◆ WHAT THIS TASK INVOLVES:
Down to the final line, print the records again exactly.

(Saved entries)
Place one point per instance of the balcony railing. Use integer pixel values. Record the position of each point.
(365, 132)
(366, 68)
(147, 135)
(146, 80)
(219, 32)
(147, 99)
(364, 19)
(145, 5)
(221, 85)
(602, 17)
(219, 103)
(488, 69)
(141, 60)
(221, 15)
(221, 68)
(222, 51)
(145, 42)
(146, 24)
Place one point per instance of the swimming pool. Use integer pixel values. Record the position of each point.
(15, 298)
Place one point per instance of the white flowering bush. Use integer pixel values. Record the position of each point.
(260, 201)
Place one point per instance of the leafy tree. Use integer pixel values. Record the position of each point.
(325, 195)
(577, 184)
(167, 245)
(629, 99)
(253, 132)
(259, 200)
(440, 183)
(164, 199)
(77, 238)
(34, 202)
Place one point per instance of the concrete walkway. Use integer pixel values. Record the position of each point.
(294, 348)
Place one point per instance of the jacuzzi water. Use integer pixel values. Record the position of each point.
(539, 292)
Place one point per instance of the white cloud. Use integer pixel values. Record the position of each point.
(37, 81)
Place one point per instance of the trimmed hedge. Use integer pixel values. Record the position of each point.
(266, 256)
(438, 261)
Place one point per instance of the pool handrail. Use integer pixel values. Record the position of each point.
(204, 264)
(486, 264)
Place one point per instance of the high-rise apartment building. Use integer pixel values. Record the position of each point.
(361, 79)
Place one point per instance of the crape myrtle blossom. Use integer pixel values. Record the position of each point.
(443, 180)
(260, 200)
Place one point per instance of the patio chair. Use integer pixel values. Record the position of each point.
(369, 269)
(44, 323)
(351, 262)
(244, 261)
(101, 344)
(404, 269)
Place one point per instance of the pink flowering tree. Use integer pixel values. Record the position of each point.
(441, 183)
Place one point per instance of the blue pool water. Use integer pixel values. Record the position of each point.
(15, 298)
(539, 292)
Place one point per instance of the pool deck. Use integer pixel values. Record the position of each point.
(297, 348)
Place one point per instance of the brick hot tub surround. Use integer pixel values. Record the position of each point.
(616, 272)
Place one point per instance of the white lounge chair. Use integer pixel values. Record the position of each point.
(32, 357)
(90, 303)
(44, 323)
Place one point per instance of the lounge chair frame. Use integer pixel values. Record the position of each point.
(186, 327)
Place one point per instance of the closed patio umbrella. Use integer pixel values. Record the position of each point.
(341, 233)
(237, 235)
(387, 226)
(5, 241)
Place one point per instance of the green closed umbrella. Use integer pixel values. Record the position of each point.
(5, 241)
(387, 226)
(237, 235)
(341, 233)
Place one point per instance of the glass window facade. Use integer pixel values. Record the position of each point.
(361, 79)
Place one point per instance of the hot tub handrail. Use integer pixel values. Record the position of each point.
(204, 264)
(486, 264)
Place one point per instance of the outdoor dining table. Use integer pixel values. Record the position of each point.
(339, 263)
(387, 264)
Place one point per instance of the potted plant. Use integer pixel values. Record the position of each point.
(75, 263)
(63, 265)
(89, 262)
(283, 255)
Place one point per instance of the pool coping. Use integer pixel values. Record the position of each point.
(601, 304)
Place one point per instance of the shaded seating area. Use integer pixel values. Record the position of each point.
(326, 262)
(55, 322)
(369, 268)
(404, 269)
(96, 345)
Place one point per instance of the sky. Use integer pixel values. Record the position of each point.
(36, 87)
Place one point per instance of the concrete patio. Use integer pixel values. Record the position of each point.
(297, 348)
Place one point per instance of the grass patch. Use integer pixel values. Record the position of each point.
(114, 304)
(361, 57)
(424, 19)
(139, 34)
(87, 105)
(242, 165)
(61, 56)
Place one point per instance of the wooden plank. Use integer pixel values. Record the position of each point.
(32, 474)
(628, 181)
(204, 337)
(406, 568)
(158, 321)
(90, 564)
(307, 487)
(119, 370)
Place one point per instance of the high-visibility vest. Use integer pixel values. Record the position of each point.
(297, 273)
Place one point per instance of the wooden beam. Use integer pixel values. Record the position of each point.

◆ TASK RESPONSE:
Place one point per instance of the balcony railing. Use integer pixel values. Record the position of each point.
(365, 132)
(366, 68)
(147, 135)
(146, 80)
(219, 32)
(147, 99)
(364, 19)
(145, 5)
(221, 85)
(602, 17)
(219, 103)
(488, 69)
(141, 60)
(221, 15)
(221, 68)
(222, 51)
(145, 42)
(146, 24)
Place one point per instance of the swimming pool. Use integer pixel values. Record the position of each point.
(15, 298)
Place one point per instance of the white flowering bush. Use integer pixel values. Record the position of each point.
(260, 201)
Place one point per instance of the leafy tree. Use integer pixel values. Record the position of each point.
(325, 195)
(577, 184)
(167, 245)
(629, 99)
(253, 132)
(259, 200)
(440, 183)
(164, 199)
(77, 238)
(34, 202)
Place one point per instance of the concrete walkway. Use integer pixel values. Record the position of each point.
(294, 348)
Place one point per instance of the jacuzzi water. Use integer pixel values. Record the position of each point.
(539, 292)
Place one point per instance of the white cloud. Use integer pixel values. Record the position of each point.
(37, 81)
Place one point per instance of the trimmed hedge. Use integer pixel values. Record the position of each point.
(266, 256)
(438, 261)
Place one point per instance of the pool handrail. Use integer pixel values. Record the position of each point.
(204, 264)
(486, 264)
Place one point per instance of the high-rise apartment building. Use integer pixel values. Record the position of each point.
(361, 79)
Place one point per instance of the crape myrtle blossom. Use integer pixel values. Record the position of each point.
(443, 180)
(260, 200)
Place one point per instance of the patio chair. Use integer pixel values. Record the position of each point.
(369, 269)
(44, 323)
(351, 262)
(244, 261)
(101, 344)
(404, 269)
Place one point per instance of the pink flowering tree. Use integer pixel values. Record the position of each point.
(441, 183)
Place one point per instance of the blue pool water. Use integer pixel values. Record the position of each point.
(15, 298)
(539, 292)
Place one point per instance of the pool deck. Use integer pixel values. Record the position of each point.
(297, 348)
Place one point per instance of the brick hot tub surround. Use integer pixel values. Record the position of each point.
(616, 272)
Place one point per instance of the white lounge chair. Use integer pixel values. Record the position of each point.
(32, 357)
(90, 303)
(44, 323)
Place one point per instance of the lounge chair frame. Use integer pixel values. Record the position of each point.
(186, 327)
Place one point per instance of the closed patio umbrella. Use integer pixel values. Record the position of each point.
(341, 233)
(237, 235)
(387, 226)
(5, 241)
Place one point per instance of the green closed umbrella. Use integer pixel values. Record the position of each point.
(5, 241)
(387, 226)
(237, 235)
(341, 233)
Place one point per instance of the glass window facade. Use integer pixel values. Record the position of each point.
(361, 79)
Place one point per instance of the hot tub handrail. Use integer pixel values. Record the position of each point.
(204, 264)
(486, 264)
Place one point per instance of the outdoor dining table. Use integer pixel values. Record the position of each point.
(339, 263)
(387, 264)
Place one point per instance of the potted plant. Use integer pixel values. Record the position of each point.
(75, 263)
(63, 265)
(89, 262)
(283, 255)
Place one point per instance of the pool coping. Use integer pixel values. Record the position of each point.
(601, 304)
Place one point per instance of the shaded seating area. Use integer pixel values. Record the position of each point.
(326, 262)
(55, 322)
(369, 268)
(404, 269)
(96, 345)
Place one point per instance of the sky. Use integer pixel values. Record the position of each point.
(36, 87)
Place one point per instance of the concrete patio. Use integer pixel values. Record the position of each point.
(297, 348)
Place one point per instance of the grass patch. Use integer pixel values. Record the position of each point.
(114, 304)
(361, 57)
(424, 19)
(139, 34)
(87, 105)
(242, 165)
(61, 56)
Place one point per instance of the wooden plank. Use integer pixel values. Record the position of each point.
(32, 474)
(628, 181)
(204, 337)
(406, 568)
(158, 321)
(90, 564)
(307, 487)
(119, 370)
Place one point per instance of the high-visibility vest. Use integer pixel values. Record the position of each point.
(297, 273)
Place one point per instance of the wooden beam. Use integer pixel values. Record the position of each point.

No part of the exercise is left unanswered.